▶ [Document text]:
★ ★ ★ ★

The Wood Products segment reported operating income of $26.4 million for the third quarter of 2004, compared to $5.6 million recorded in the third quarter of 2003. Markets for wood products, which have been strong since the third quarter of 2003, continued to be favorable during the third quarter of 2004. Net sales for the segment rose to $124.9 million for the third quarter of 2004, 25% higher than the $99.6 million recorded for the 2003 period. Lumber net sales were $97.4 million, up from $74.9 million in 2003. The favorable comparison was due to a 31% increase in lumber selling prices. Plywood net sales increased to $15.4 million for the third quarter of 2004, compared to $14.0 million in 2003. Sales prices were 27% higher than the same period a year ago, which more than offset 13% lower shipment volume. Shipments in the third quarter of 2004 were comparable to production during the period, whereas third quarter 2003 shipments reflected the reduction of inventory levels as well. Particleboard net sales were $5.2 million for the third quarter of 2004, compared to $4.2 million for the third quarter of 2003, as a result of a 47% increase in sales prices, partially offset by a 16% decline in shipments. Particleboard shipments for the third quarter of 2003 also reflected a reduction in inventory levels. Segment expenses were slightly higher for the third quarter of 2004, totaling $98.5 million versus $94.0 million in 2003. Higher wood fiber costs were primarily responsible for the higher expense amount.

★ ★ ★ ★

▶ [Written problem A]:
Count the lines of the listing that contain the string "toddler", and reply with the number alone.
The wood products report and the listing are unrelated and should be treated separately.

★ ★ ★ ★

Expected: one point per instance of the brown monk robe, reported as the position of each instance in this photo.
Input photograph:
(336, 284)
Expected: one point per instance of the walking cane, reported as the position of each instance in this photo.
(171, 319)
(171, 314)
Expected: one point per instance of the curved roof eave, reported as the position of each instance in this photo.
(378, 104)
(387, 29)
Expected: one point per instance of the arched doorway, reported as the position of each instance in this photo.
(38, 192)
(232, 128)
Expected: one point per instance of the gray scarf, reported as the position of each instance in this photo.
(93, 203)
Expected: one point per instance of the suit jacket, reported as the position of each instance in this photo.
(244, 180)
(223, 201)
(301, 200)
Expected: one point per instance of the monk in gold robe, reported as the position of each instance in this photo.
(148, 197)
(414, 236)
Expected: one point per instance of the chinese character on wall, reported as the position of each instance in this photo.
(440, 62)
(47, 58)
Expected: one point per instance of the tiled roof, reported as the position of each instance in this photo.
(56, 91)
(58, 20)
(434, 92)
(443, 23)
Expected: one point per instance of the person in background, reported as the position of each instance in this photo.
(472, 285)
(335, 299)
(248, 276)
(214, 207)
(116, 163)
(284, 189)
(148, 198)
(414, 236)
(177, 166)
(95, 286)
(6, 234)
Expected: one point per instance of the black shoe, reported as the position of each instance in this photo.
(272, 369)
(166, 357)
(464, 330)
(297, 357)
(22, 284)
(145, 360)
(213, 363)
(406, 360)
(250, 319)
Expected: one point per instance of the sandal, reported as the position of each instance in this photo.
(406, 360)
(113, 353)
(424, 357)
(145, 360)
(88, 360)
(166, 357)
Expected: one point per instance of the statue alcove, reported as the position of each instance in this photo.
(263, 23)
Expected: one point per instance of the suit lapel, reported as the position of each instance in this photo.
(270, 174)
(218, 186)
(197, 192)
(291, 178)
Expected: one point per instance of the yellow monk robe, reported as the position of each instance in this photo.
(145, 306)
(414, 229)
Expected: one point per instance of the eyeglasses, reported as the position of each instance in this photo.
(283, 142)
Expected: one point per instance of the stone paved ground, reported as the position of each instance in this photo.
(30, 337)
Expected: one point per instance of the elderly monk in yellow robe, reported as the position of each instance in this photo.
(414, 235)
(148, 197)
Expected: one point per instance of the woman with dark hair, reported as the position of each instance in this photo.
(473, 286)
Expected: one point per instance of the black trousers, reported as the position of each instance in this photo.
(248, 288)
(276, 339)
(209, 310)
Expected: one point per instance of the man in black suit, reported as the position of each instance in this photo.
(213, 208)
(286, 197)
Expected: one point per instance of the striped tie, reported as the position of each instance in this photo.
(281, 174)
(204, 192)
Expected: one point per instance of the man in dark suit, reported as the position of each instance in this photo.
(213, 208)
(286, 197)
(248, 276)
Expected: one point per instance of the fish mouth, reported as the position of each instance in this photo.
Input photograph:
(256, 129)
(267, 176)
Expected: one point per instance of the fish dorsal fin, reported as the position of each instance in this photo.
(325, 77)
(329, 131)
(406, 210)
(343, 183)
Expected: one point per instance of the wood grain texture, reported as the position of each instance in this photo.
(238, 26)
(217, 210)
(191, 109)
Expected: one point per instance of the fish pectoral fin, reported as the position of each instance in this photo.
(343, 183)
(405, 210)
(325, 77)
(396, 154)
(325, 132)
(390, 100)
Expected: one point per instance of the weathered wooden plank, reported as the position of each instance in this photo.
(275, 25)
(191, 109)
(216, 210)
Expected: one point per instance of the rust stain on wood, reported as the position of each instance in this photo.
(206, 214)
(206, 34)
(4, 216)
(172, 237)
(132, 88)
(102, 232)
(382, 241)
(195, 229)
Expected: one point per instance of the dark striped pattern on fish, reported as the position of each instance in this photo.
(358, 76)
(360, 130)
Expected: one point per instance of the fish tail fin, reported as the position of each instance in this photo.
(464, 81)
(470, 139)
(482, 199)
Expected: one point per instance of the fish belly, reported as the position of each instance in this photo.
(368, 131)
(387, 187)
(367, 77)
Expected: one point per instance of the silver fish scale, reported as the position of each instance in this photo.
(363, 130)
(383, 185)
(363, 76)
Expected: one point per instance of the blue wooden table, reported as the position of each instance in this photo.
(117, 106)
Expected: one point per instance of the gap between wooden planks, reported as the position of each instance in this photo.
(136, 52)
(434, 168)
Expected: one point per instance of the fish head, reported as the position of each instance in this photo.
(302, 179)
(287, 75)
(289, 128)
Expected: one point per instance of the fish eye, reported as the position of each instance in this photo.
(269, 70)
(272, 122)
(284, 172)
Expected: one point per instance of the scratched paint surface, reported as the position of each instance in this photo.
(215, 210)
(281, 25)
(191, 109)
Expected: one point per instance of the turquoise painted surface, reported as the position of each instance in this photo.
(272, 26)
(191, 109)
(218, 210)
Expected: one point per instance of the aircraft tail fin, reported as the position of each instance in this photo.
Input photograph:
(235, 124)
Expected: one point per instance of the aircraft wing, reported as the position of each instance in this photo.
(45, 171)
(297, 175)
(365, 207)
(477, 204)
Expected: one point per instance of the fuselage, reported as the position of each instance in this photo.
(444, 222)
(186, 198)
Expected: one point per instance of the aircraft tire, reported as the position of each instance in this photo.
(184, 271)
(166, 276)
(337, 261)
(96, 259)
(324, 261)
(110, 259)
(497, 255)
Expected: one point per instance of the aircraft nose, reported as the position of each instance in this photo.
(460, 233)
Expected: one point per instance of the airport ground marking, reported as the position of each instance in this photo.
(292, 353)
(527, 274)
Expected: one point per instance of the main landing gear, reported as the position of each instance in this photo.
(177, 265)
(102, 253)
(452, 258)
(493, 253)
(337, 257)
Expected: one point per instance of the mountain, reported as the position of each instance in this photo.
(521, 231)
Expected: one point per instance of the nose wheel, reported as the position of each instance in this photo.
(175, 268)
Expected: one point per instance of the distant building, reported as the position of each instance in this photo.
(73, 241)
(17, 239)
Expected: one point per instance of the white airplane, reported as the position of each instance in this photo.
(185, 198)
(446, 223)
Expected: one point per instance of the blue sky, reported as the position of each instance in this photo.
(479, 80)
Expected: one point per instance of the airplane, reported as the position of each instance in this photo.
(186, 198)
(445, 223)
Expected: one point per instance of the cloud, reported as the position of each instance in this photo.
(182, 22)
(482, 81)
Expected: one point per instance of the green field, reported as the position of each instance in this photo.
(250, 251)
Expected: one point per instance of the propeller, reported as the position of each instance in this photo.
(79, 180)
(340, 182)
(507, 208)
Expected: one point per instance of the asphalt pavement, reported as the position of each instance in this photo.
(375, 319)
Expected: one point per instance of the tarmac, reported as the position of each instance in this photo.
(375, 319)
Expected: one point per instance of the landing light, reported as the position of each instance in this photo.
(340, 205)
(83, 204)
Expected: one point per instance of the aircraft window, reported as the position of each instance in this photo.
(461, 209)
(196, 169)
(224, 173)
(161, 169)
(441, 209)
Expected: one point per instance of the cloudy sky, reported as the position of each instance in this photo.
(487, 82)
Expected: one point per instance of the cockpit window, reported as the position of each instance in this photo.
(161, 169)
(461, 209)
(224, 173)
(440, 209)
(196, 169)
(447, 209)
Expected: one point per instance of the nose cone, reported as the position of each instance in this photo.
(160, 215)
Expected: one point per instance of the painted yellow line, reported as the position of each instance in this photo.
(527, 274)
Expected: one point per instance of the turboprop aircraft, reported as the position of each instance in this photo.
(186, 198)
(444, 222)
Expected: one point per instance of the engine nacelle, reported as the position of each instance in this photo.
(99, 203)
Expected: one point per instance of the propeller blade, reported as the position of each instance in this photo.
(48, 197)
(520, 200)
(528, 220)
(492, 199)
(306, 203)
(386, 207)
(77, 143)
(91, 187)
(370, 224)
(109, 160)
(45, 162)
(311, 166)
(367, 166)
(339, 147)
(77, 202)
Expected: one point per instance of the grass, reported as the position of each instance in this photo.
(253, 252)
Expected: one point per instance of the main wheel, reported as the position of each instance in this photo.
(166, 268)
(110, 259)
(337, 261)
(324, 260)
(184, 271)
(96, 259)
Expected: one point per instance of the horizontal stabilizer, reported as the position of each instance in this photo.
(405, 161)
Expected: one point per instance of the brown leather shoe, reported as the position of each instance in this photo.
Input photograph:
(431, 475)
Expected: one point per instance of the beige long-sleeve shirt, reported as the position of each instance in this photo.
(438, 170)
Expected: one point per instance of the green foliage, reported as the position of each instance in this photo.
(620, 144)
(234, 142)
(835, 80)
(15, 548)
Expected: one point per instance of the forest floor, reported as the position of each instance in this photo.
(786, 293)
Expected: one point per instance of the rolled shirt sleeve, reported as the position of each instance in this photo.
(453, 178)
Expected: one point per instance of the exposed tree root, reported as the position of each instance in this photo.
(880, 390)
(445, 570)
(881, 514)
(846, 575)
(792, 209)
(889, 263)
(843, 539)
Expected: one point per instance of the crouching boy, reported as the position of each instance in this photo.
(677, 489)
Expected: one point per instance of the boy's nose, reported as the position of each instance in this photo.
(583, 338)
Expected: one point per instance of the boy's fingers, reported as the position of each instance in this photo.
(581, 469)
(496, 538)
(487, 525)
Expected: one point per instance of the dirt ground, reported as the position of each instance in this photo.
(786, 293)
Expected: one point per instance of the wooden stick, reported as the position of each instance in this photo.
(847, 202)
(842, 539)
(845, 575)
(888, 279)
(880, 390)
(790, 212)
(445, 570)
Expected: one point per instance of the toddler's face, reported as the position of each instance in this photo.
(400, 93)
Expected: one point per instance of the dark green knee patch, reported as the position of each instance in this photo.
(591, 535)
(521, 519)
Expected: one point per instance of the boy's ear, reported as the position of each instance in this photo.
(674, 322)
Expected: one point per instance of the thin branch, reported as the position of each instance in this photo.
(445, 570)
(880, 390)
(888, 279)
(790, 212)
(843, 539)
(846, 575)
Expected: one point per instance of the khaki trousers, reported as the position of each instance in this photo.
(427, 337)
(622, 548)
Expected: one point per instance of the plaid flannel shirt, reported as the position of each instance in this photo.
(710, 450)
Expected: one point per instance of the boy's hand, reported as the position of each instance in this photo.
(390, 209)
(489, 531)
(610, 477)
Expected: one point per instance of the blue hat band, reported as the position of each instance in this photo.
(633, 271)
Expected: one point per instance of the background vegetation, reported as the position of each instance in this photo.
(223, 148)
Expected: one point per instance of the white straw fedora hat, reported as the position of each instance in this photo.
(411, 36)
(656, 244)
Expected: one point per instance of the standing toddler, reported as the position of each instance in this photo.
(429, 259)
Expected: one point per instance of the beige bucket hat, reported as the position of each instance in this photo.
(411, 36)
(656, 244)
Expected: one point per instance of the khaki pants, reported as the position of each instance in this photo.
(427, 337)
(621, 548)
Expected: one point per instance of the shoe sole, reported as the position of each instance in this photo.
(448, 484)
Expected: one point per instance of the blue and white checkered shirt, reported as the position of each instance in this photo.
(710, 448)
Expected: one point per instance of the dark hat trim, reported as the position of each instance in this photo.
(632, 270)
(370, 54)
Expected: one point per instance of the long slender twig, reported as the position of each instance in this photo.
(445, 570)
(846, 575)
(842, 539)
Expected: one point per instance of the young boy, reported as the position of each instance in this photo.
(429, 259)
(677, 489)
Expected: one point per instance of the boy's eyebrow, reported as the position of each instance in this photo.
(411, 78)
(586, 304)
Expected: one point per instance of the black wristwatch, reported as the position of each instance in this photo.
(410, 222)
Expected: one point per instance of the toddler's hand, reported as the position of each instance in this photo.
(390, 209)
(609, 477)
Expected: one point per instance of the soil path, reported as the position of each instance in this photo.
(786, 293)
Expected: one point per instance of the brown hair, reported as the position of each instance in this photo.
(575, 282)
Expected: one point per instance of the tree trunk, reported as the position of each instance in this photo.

★ ★ ★ ★

▶ [Written problem B]:
In the wood products report, by what percentage did lumber selling prices increase?

▶ [Solution A]:
3

▶ [Solution B]:
31%